(Records supplied begins)
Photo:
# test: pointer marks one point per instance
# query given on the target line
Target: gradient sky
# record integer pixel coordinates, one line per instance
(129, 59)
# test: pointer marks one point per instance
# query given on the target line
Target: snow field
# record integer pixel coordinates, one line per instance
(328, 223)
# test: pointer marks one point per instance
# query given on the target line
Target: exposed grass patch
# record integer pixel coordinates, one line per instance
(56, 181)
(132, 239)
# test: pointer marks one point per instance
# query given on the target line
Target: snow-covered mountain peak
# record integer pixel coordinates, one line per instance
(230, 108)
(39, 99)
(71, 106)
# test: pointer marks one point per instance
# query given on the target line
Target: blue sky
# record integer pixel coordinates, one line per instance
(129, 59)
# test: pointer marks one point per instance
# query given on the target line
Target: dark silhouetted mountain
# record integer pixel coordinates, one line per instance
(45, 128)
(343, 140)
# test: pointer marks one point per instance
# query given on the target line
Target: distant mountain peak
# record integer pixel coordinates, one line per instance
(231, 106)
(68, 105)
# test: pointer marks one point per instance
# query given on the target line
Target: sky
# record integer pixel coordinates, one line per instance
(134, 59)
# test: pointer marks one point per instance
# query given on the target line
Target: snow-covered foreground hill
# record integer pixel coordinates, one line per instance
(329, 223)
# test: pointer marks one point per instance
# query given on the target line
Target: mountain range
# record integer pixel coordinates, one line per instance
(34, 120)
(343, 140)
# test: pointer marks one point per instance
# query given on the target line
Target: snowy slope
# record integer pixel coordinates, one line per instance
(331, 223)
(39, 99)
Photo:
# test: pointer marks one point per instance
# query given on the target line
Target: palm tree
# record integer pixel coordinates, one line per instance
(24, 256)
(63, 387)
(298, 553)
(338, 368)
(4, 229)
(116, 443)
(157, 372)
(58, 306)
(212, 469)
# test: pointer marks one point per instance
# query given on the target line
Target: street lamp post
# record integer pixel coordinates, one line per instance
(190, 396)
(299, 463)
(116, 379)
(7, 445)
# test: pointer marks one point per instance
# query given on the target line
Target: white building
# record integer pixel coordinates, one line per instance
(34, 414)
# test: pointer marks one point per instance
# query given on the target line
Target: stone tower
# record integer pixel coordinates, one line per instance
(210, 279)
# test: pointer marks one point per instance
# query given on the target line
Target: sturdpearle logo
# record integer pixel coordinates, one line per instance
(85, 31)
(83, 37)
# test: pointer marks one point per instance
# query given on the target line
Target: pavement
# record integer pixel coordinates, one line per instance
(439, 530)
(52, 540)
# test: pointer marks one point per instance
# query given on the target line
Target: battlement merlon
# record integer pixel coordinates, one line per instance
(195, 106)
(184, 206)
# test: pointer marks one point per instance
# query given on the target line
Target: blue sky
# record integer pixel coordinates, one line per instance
(Records supplied ends)
### Action item
Filter the records above down to the lines that hold the string "peak".

### Result below
Target: snow-covered mountain peak
Target: distant mountain peak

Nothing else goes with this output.